Problem statement -
Across the whole listing, copy out every line that includes the string "ceiling".

Information given -
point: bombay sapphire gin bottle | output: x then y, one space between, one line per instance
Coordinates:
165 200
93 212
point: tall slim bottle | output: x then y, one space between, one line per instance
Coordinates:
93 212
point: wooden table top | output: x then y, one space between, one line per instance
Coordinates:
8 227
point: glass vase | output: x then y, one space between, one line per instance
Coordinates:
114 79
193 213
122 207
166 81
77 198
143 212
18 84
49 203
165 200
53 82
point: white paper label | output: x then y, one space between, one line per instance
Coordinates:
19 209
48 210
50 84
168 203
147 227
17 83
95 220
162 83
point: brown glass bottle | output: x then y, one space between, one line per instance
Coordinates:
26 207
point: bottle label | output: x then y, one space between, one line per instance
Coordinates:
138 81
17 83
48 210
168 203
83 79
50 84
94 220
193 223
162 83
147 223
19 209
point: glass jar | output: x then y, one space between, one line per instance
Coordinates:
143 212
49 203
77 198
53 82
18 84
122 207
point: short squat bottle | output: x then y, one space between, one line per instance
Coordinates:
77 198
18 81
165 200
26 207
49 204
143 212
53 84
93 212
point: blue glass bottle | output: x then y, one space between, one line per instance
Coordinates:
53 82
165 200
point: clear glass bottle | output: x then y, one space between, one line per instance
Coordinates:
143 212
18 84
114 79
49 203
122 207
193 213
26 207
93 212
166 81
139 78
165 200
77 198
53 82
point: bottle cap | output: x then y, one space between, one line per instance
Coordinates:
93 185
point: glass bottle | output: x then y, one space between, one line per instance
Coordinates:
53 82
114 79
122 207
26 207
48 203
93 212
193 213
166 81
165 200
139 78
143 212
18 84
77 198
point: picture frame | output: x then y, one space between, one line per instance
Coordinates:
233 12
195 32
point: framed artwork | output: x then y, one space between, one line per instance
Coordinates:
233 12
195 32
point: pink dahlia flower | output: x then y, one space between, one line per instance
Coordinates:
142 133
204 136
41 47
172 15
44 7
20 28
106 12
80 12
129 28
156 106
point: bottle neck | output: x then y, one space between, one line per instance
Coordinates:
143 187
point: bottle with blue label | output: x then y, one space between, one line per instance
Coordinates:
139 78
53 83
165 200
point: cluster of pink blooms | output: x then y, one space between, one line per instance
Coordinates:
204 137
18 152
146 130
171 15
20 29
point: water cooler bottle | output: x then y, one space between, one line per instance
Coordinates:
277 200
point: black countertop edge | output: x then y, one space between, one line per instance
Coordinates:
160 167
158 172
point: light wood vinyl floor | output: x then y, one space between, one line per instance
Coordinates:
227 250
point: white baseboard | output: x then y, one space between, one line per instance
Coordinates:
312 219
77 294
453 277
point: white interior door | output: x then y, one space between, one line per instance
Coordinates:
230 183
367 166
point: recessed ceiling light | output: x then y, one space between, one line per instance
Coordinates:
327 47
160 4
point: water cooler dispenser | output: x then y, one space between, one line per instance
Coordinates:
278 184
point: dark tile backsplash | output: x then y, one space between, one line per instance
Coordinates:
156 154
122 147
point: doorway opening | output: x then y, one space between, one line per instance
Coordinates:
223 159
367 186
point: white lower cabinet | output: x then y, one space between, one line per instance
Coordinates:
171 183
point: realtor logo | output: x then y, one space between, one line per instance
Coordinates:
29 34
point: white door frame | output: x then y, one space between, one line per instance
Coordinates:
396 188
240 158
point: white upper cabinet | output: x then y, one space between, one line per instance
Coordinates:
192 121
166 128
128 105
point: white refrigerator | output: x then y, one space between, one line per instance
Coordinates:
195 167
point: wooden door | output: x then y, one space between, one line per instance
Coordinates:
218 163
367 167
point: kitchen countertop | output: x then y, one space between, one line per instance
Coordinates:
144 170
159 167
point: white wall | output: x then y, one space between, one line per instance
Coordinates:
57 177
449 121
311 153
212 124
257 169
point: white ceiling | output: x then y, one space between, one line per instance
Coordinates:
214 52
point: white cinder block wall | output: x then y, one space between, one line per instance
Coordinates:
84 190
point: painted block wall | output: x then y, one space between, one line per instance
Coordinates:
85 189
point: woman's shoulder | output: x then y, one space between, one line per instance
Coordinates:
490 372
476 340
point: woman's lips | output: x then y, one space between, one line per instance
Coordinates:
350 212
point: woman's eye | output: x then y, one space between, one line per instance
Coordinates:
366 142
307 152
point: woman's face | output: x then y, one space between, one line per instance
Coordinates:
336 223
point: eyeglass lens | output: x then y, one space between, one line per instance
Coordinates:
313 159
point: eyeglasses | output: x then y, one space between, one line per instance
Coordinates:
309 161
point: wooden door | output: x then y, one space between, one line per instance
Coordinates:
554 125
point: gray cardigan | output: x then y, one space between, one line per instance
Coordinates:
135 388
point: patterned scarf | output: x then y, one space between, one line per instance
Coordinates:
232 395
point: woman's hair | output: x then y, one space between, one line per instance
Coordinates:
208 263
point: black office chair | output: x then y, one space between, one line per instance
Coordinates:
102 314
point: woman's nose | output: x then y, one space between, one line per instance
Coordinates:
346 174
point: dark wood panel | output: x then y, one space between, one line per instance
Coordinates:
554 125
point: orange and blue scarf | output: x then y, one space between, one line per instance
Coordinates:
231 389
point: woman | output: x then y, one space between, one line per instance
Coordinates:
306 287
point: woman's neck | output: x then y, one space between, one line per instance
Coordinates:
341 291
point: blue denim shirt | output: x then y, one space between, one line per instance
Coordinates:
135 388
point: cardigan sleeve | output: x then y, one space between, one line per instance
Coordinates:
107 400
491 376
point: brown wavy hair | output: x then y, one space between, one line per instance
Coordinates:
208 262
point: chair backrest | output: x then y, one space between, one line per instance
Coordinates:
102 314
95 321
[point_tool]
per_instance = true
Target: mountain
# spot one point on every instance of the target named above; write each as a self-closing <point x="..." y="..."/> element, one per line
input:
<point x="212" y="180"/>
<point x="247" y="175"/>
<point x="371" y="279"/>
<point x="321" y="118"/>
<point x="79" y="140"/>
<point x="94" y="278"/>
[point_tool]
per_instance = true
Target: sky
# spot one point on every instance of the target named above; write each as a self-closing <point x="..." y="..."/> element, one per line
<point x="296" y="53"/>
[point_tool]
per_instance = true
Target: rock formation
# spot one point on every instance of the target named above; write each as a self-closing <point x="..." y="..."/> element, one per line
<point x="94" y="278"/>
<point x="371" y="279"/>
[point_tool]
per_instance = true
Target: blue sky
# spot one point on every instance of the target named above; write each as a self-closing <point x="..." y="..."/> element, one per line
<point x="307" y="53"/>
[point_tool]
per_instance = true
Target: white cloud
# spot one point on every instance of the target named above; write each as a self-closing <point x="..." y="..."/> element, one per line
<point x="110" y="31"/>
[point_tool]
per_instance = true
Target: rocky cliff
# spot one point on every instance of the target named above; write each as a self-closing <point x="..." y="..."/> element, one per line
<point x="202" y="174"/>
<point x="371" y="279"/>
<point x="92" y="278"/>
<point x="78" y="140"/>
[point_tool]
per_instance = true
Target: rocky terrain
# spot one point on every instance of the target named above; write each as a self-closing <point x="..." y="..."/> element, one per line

Written solution -
point: recessed ceiling light | output: x then y, one space between, one line per instance
point: white ceiling | output: x then y, one space between, one line per instance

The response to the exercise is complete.